§ Material provided:
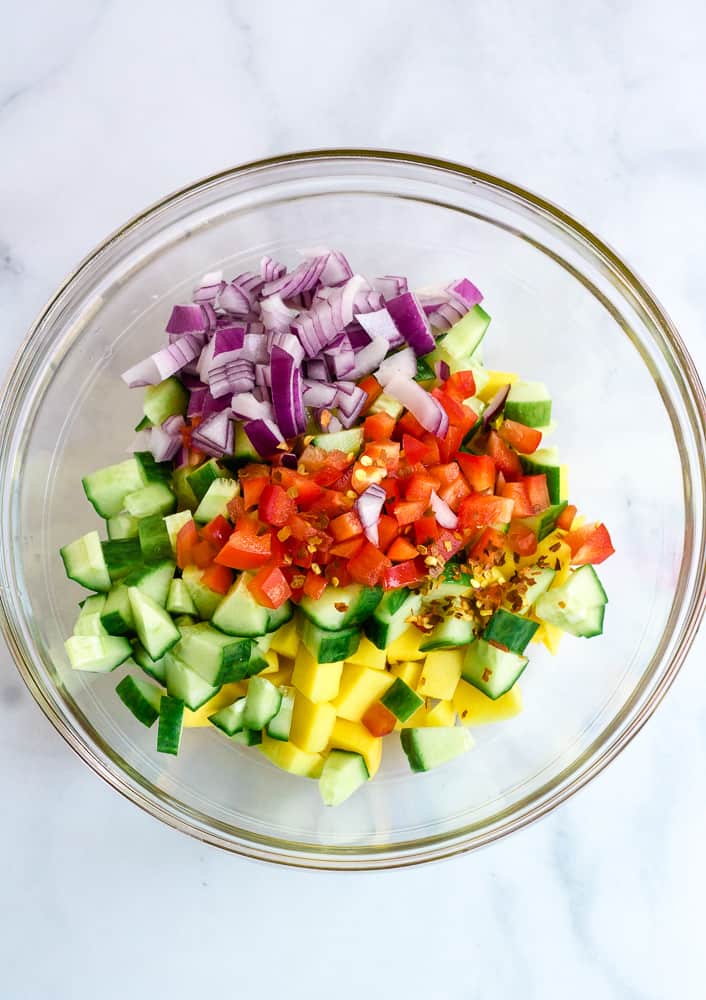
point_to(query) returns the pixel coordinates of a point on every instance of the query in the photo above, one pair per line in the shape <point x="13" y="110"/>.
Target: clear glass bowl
<point x="565" y="310"/>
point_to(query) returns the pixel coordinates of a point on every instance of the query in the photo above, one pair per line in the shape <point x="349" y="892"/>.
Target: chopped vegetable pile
<point x="340" y="524"/>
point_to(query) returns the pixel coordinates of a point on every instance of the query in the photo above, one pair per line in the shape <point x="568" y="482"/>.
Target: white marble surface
<point x="103" y="108"/>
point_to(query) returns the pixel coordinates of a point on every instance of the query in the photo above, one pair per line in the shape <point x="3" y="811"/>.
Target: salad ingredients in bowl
<point x="338" y="526"/>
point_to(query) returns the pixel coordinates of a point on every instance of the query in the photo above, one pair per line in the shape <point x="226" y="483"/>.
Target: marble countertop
<point x="103" y="108"/>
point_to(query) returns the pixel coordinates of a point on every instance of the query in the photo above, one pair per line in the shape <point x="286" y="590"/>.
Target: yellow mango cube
<point x="406" y="647"/>
<point x="291" y="758"/>
<point x="441" y="673"/>
<point x="368" y="655"/>
<point x="476" y="709"/>
<point x="286" y="639"/>
<point x="354" y="736"/>
<point x="496" y="380"/>
<point x="312" y="724"/>
<point x="360" y="687"/>
<point x="316" y="681"/>
<point x="226" y="696"/>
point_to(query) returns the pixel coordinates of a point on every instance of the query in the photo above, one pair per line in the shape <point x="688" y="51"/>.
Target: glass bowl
<point x="566" y="310"/>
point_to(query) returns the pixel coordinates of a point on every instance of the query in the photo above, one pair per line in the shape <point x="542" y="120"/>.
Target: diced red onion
<point x="442" y="512"/>
<point x="368" y="507"/>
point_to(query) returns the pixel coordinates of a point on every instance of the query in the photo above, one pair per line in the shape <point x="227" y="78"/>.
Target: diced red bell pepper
<point x="522" y="540"/>
<point x="187" y="539"/>
<point x="276" y="506"/>
<point x="244" y="550"/>
<point x="589" y="544"/>
<point x="401" y="550"/>
<point x="378" y="720"/>
<point x="269" y="587"/>
<point x="506" y="460"/>
<point x="566" y="518"/>
<point x="368" y="565"/>
<point x="479" y="470"/>
<point x="217" y="531"/>
<point x="378" y="427"/>
<point x="404" y="574"/>
<point x="518" y="436"/>
<point x="252" y="490"/>
<point x="480" y="510"/>
<point x="517" y="492"/>
<point x="217" y="578"/>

§ Problem description:
Please count the lines above that contain the string "Target", treating uppercase and lowercase as different, and give only the number.

§ Task response:
9